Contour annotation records

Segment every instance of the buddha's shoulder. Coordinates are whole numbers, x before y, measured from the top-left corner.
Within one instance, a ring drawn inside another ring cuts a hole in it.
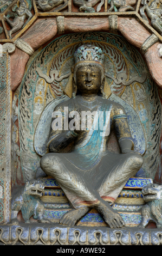
[[[60,103],[55,107],[55,109],[64,110],[64,107],[68,107],[69,108],[74,108],[74,106],[75,105],[75,100],[74,99],[69,99],[65,100],[63,102]]]
[[[119,104],[119,103],[116,103],[108,99],[103,99],[102,97],[99,96],[98,100],[101,103],[102,102],[103,104],[111,106],[113,109],[120,109],[124,108],[122,105]]]

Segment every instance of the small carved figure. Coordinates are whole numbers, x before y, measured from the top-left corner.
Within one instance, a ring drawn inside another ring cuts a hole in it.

### TO DO
Working from the lines above, reproduce the material exactly and exclude its pictures.

### RIGHT ANSWER
Segment every instance of the buddha's shoulder. Coordinates are whole numbers, x before y, measured from the top-left corner.
Within one instance, a ring drawn inside another ring cuts a hole in it.
[[[60,103],[55,107],[55,109],[64,110],[64,107],[68,107],[69,108],[74,108],[74,106],[75,105],[75,100],[74,99],[69,99],[65,100],[63,102]]]
[[[119,104],[119,103],[116,103],[108,99],[103,99],[102,97],[99,96],[98,100],[101,103],[102,102],[103,104],[111,106],[113,109],[120,109],[124,108],[122,105]]]

Segment every instance of the small carved figure. Coordinates are whole numbers, x before y, measured from the top-left corner.
Within one instance, a ring drawn inside another ring cuts a hole in it.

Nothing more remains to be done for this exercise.